[START OF Excerpted passage]

The alternative to case analysis, of course, exists in the statistical method employed by the Institute for International Economics (IIE) in its classic study Economic Sanctions Reconsidered, which examined 116 cases of sanctions from 1914 to 1990. The IIE analysis argues that sanctions have been effective, albeit at a lower rate of success than might be desired. The IIE method relies on case analysis as well, however, and it must make sometimes uncertain judgements about the degree of compliance by a targeted regime and the role of sanctions in such compliance. As a result, this study has been subjected to varying interpretations about the actual rate of effectiveness. Each approach, the empirical and the case-study method, has created its own controversies, and each poses opportunities and challenges for understanding sanctions impacts.
Sanctions Cases
In our book, The Sanctions Decade, we explore the effectiveness of the twelve cases of UN Security Council sanctions imposed during the 1990s-Iraq, Yugoslavia, Haiti, Libya, Sudan, Cambodia, Angola (Unita), Sierra Leone, Somalia, Liberia, Rwanda and Afghanistan. Our study attempts to determine the political impact and humanitarian consequences of sanctions in each case. As part of our analysis we offer a "bargaining model" framework that focuses on the process of negotiation that may result from the imposition of sanctions as an important but often overlooked criterion of political effectiveness.
The dominant case is Iraq, which is in a class by itself as the longest, most comprehensive and most severe multilateral sanctions regime ever imposed. In our book and elsewhere we explore the controversy over the humanitarian consequences of these sanctions and assess the complicated but crucial question of whether these measures have been successful in exerting pressure on the Iraqi regime.5 We argue, contrary to conventional wisdom, that the sanctions against Iraq have been partially effective, notwithstanding the misuse of the instrument by the major powers and the manipulation of their impacts by the authorities in Baghdad.
The most important conclusion from the case data is that sanctions appear to be more effective in gaining target compliance than is widely acknowledged. Although in no instance did sanctions achieve full and immediate compliance, in three cases-Iraq, Yugoslavia and Libya-sanctions achieved moderate to high success. And in Cambodia, sanctions contributed in a limited fashion to the successful isolation of the Khmer Rouge. Three or four of the twelve cases thus could be judged as at least partially successful. In four other episodes-Haiti, Angola, Sierra Leone and Somalia-sanctions had a limited, temporary effect in sparking negotiations, but they had no longer-term impact in containing armed violence or changing the policies of the targeted regime. In three cases-Sudan, Liberia and Rwanda-UN sanctions were a complete failure and had no policy impact whatsoever. Our assessment of success in three out of eleven6 cases translates into a 27 per cent effectiveness rate. If we add the Cambodia case, the effectiveness rate is 36 per cent.
This scoring of the UN sanctions cases in the 1990s conforms generally with the 34 per cent overall rate of effectiveness found by the IIE in its analysis of a much broader set of more diverse cases over a longer period of time.7 By our scoring system, UN sanctions during the 1990s were reasonably successful, more so than is generally acknowledged.
Our assessments are consistent with the case evidence, even if they appear contrary to conventional wisdom. We judge sanctions a success if they had a positive, enduring impact on bargaining dynamics or if they helped isolate or weaken the power of an abusive regime. Our standard for success is not complete capitulation by the target but some indication that sanctions produced at least partial compliance. These are modest, but we believe, realistic benchmarks for evaluating the overall effectiveness of UN sanctions. By these standards, UN sanctions during the decade achieved a reasonable degree of success.

[END OF Excerpted passage]
[START OF Data lines]

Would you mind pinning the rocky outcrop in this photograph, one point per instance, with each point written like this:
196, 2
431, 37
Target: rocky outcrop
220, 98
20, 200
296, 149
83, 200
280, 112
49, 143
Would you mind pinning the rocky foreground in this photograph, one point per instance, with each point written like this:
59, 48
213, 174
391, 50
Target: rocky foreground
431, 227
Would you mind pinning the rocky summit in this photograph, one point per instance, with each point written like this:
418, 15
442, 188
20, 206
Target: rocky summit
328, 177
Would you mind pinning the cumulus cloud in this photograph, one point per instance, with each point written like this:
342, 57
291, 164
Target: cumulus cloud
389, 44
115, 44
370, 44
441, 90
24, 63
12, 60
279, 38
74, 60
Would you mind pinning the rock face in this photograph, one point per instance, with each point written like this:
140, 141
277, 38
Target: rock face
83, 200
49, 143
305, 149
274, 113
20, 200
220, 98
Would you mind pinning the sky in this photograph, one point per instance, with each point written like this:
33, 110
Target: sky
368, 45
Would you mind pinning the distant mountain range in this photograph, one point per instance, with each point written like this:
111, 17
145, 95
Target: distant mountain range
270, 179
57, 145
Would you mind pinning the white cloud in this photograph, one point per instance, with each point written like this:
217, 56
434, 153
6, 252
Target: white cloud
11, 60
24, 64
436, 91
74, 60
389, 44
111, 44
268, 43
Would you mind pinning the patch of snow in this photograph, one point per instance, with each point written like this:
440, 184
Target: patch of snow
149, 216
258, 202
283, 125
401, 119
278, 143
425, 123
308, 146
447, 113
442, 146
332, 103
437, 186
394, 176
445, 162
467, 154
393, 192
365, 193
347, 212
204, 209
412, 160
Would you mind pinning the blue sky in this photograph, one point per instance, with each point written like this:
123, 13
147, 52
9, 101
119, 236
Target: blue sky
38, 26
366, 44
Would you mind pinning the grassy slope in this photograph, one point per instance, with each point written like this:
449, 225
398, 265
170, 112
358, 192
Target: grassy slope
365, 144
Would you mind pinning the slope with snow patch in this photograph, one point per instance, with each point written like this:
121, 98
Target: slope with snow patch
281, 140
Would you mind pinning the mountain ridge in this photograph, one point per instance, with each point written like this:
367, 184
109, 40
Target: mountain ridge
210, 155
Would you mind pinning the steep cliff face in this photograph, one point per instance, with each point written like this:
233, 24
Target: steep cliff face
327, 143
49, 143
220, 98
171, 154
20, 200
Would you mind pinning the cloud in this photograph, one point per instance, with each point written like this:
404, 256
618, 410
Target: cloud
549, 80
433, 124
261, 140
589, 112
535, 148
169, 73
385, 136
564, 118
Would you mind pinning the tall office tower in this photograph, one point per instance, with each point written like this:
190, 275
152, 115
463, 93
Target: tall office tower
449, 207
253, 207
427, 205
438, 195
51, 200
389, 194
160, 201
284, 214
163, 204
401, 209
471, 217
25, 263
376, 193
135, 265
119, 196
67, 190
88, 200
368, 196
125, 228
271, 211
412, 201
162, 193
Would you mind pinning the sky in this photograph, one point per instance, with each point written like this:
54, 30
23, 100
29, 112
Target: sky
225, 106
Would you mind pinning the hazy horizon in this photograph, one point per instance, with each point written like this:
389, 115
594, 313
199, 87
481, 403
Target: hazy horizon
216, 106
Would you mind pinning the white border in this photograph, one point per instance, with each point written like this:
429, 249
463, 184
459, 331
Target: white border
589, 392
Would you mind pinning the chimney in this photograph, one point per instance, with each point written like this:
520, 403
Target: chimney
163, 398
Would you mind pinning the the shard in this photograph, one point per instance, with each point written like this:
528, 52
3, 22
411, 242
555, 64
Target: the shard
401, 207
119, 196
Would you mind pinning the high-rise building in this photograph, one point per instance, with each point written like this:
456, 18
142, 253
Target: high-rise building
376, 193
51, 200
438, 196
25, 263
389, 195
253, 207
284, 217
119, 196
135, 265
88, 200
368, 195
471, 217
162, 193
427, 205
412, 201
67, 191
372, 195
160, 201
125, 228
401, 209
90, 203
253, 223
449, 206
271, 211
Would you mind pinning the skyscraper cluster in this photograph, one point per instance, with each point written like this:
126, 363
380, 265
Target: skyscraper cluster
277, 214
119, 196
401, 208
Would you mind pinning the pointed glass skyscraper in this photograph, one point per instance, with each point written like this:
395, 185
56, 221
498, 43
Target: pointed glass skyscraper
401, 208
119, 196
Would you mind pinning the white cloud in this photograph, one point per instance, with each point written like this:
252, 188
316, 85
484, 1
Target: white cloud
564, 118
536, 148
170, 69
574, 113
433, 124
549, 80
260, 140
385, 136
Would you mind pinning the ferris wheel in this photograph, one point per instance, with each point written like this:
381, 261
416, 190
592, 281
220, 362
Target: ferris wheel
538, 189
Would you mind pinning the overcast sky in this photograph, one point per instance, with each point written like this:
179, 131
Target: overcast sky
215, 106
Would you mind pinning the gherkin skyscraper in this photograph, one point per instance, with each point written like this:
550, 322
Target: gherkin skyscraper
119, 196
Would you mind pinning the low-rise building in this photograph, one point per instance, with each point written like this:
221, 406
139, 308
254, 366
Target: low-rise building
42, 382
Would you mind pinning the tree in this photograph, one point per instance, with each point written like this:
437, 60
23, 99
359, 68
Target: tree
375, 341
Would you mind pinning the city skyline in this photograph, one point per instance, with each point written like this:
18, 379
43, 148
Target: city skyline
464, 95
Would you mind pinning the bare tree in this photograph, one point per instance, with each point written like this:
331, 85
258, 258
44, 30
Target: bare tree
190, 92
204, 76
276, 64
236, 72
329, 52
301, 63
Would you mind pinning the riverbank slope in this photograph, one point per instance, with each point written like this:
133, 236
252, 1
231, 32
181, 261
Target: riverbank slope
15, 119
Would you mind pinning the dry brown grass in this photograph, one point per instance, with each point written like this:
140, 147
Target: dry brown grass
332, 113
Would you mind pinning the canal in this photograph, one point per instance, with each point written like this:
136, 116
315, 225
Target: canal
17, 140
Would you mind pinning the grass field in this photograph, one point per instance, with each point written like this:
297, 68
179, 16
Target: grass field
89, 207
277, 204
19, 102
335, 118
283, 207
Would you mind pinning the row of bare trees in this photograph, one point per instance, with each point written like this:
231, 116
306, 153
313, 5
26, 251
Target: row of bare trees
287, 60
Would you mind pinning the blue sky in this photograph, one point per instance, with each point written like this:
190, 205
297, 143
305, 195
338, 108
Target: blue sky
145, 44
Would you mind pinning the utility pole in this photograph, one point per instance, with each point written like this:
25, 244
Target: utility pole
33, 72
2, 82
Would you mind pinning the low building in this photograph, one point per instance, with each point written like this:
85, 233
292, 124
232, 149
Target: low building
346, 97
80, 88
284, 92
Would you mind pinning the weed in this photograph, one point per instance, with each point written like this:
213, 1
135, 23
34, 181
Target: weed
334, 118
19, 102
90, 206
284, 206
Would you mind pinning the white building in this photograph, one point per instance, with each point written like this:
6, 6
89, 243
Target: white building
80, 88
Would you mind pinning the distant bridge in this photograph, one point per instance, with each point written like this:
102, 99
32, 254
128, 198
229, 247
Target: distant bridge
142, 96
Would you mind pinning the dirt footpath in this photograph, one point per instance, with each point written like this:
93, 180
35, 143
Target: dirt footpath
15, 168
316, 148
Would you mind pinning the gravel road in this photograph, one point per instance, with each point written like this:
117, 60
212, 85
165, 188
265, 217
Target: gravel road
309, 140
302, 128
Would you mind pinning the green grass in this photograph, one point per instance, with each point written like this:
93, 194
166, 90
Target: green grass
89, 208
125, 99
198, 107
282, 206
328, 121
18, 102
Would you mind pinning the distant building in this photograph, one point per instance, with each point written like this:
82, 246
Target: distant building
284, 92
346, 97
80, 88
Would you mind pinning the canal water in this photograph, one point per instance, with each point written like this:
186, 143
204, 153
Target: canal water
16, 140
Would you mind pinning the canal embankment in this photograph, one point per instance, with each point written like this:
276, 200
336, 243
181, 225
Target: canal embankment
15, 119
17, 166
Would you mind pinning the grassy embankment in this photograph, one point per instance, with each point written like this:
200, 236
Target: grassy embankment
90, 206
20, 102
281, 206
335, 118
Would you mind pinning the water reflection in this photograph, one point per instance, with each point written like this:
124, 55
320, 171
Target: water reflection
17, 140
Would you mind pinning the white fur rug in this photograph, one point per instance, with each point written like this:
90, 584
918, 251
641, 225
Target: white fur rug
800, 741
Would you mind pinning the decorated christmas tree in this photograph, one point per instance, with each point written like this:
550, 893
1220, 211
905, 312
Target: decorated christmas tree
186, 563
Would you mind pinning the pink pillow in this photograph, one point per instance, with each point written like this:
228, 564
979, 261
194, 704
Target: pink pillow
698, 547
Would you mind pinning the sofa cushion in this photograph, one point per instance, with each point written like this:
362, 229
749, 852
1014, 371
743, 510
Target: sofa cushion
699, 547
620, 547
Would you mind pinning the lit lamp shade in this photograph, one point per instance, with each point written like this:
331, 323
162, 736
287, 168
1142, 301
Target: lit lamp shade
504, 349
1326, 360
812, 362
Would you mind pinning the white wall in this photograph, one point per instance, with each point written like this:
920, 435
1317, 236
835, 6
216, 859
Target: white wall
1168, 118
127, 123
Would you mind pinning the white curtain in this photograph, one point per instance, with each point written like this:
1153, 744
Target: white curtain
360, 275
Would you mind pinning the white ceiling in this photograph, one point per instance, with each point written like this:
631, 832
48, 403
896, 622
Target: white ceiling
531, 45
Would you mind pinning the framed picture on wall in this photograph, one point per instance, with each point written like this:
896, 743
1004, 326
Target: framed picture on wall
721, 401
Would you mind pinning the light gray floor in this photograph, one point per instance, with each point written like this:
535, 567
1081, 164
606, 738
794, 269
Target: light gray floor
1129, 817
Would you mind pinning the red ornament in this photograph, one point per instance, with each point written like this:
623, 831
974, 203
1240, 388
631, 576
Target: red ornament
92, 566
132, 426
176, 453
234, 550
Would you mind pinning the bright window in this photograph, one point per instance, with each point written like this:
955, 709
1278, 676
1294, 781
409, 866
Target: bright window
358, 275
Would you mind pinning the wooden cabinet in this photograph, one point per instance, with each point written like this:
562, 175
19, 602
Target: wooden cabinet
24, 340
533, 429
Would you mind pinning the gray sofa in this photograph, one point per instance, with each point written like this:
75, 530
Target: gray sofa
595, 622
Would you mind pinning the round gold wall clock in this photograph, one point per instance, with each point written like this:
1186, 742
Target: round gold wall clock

[END OF Data lines]

Required work:
- A) From the sanctions excerpt, list the countries where sanctions had only a limited, temporary effect in sparking negotiations but no longer-term impact.
- B) According to the sanctions excerpt, why has the Institute for International Economics study been open to varying interpretations of its effectiveness rate? Answer in one to three sentences.

Expected responses:
- A) Haiti, Angola, Sierra Leone, Somalia

- B) The IIE method also relies on case analysis. It must make sometimes uncertain judgements about how far a targeted regime complied and what role sanctions played in that compliance.